▶ REQUIREMENT
Write only how many lines of the listing below include the string "curb".

--- --- ---

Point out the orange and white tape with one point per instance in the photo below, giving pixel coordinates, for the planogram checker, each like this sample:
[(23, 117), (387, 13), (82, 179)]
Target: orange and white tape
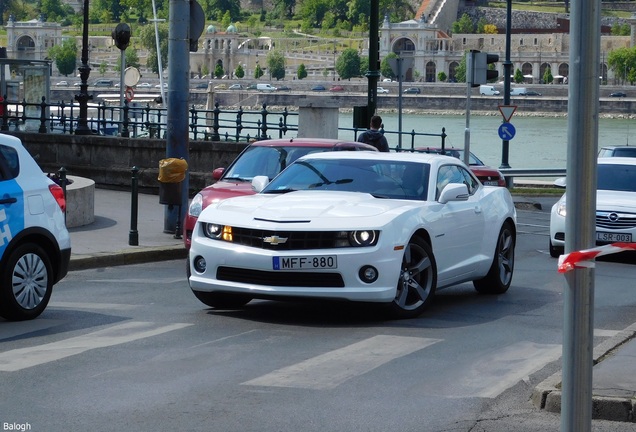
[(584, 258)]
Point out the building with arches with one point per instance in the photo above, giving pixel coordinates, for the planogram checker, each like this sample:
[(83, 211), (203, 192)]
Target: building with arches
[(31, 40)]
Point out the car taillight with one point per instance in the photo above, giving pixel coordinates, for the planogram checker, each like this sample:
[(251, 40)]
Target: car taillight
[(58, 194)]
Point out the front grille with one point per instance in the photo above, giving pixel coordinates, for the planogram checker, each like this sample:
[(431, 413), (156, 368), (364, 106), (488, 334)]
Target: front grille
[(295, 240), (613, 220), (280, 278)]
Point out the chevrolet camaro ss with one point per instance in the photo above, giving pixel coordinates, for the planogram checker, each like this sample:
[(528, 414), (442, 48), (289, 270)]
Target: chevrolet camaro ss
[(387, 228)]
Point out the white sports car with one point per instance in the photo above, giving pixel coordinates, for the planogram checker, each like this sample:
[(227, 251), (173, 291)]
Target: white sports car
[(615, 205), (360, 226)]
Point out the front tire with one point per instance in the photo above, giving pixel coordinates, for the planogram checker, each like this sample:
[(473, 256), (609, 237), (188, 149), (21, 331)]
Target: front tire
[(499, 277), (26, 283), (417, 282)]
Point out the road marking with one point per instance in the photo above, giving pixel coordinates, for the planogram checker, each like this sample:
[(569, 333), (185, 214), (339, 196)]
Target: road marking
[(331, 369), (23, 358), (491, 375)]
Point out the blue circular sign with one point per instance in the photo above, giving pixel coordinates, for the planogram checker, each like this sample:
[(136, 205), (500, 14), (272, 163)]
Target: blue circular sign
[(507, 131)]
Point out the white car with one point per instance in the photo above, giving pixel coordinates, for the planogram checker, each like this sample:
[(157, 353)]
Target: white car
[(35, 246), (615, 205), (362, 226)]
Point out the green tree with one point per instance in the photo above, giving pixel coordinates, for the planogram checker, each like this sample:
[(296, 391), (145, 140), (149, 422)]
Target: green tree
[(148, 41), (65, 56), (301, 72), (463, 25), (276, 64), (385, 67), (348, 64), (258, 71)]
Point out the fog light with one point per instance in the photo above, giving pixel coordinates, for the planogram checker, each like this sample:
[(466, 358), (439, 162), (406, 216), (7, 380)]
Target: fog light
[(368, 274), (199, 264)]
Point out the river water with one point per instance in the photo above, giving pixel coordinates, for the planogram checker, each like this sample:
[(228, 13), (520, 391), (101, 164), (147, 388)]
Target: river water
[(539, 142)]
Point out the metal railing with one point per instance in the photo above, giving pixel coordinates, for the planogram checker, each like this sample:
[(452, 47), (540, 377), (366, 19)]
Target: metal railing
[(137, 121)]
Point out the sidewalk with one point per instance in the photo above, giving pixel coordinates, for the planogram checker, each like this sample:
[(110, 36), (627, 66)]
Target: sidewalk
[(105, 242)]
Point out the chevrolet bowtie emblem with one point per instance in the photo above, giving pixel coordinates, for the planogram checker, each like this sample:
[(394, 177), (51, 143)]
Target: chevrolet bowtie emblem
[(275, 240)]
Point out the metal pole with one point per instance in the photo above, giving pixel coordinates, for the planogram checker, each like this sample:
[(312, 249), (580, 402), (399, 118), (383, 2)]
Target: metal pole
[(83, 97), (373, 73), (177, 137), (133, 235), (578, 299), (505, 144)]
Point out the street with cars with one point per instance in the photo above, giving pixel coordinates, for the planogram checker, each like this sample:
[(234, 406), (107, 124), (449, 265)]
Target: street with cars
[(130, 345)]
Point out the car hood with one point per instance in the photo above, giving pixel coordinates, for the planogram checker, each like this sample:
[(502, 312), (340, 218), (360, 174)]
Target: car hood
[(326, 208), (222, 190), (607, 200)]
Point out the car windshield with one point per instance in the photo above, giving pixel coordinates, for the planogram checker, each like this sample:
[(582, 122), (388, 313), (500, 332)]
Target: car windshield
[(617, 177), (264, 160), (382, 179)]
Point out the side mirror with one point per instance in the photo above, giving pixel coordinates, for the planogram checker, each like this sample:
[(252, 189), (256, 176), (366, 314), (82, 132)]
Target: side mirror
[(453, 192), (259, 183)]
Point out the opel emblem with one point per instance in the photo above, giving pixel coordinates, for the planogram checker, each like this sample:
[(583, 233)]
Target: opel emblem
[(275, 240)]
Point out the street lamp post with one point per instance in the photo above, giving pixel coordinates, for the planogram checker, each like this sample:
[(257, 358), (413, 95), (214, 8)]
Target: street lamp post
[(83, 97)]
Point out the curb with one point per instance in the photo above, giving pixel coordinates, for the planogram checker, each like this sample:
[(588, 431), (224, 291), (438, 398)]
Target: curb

--- --- ---

▶ REPLY TO THE EXERCISE
2